____ Texte
Avril 2015 /243

Liaisons dangereuses ?

Retraite et maladie d’Alzheimer

Toutes les activités que nous entreprenons dans notre vie contribueraient à nous doter d’une “réserve cognitive” qui nous permettrait de compenser les effets délétères du vieillissement normal ou pathologique. Nombre d’articles mettent en exergue le rôle protecteur de différents facteurs censés intervenir dans la “construction” de cette réserve. Par exemple, exercer une profession d’une certaine complexité ou avoir un réseau social étoffé.
Un lien a été établi entre ces facteurs et une diminution du risque de développer la maladie d’Alzheimer ainsi que l’accroissement du délai précédant son apparition éventuelle. Or, comme le souligne Catherine Grotz, doctorante et aspirante FNRS au sein de l’Unité de psychologie de la sénescence de l’ULg, l’univers professionnel est propice aux contacts sociaux et à l’exercice d’activités stimulantes sur le plan cognitif, deux sources auxquelles s’abreuve la réserve cognitive.

Un éclairage nouveau

Dans un article* publié en février 2015 par la revue PLoS One et dont elle est le premier auteur, la chercheuse revisite les données d’une des rares études consacrées à l’impact de la retraite sur le risque de développer la maladie d’Alzheimer et sur le moment de sa survenue. Parue en 2010, cette contribution réalisée sous la responsabilité de Michelle K. Lupton, du King’s College London, arrivait à la conclusion que chaque année supplémentaire de travail permet de différer l’âge d’entrée dans la maladie d’Alzheimer de 0,13 an.
Selon Catherine Grotz, cette étude était cependant entachée de deux biais. L’échantillon retenu par les chercheurs britanniques était constitué uniquement d’individus retraités ayant reçu un diagnostic de maladie d’Alzheimer, à l’exclusion de la population âgée normale.
Par ailleurs, afin de s’assurer que c’était bien la retraite qui a un impact sur l’âge d’entrée dans la pathologie et non l’inverse (causalité inverse), Lupton et ses collaborateurs ont exclu de leur échantillon tous les individus chez qui un diagnostic de maladie d’Alzheimer avait été posé avant leur départ à la retraite. Ce type de stratégie ne permet pas d’éviter le biais de causalité, d’autant que la phase prodromique de la maladie peut débuter jusqu’à dix ans avant que le diagnostic de démence ne soit émis. D’autre part, il crée un biais de sélection susceptible de conduire à une surestimation de l’effet de la retraite sur l’apparition de la maladie d’Alzheimer.
Les auteurs de l’article de PLos One s’étaient fixé pour objectif d’étudier, eux aussi, l’association entre l’âge de la retraite et celui de l’émergence éventuelle de la maladie d’Alzheimer, mais en prenant en considération les deux biais susmentionnés.
________
____ Extrait des données
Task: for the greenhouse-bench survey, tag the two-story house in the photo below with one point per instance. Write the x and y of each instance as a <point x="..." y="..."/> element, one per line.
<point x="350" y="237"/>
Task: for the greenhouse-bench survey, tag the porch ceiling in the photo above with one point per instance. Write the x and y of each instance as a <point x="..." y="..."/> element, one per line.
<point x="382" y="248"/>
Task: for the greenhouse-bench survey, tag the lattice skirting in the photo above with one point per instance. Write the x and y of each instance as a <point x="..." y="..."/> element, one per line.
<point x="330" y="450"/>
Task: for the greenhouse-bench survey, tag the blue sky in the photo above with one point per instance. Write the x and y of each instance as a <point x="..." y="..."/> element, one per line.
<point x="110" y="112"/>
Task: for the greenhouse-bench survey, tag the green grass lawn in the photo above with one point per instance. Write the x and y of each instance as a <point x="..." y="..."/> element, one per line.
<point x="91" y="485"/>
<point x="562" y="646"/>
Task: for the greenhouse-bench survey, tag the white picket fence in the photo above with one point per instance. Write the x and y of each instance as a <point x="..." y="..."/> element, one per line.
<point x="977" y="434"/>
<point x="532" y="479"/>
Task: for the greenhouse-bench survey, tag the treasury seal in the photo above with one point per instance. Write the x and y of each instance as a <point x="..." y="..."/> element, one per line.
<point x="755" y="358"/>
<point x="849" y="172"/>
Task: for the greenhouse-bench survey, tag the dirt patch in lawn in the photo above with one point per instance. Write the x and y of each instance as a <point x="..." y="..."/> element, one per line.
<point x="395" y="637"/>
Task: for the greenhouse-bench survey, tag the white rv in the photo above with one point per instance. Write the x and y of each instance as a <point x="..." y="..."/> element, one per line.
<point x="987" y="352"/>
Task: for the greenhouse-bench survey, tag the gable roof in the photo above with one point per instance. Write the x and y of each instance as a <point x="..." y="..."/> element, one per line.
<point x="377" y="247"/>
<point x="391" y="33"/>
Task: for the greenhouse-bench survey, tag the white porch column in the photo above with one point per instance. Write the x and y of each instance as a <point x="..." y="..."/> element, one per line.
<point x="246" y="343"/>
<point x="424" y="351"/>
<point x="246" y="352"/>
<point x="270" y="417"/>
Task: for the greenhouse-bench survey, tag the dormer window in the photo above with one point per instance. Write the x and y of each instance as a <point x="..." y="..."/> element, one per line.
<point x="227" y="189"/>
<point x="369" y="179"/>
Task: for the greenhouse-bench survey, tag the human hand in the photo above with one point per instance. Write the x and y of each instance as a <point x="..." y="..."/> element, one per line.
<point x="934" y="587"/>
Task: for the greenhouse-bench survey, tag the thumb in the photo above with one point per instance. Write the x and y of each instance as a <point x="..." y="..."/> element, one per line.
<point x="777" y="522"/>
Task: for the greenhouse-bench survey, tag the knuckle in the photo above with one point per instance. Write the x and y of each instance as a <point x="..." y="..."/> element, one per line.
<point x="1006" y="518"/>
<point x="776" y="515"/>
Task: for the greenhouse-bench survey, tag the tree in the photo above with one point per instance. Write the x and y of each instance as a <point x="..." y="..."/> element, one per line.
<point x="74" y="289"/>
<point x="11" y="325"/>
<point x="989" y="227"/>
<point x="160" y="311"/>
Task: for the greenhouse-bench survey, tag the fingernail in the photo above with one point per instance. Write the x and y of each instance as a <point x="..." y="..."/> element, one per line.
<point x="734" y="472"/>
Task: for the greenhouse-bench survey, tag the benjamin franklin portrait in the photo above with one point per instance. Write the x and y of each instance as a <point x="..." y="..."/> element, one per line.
________
▶ Énoncé
D'après l'étude parue en 2010 que cite le texte sur la retraite et la maladie d'Alzheimer, de combien chaque année supplémentaire de travail permet-elle de différer l'âge d'entrée dans la maladie ?

▶ Votre réponse
De 0,13 an.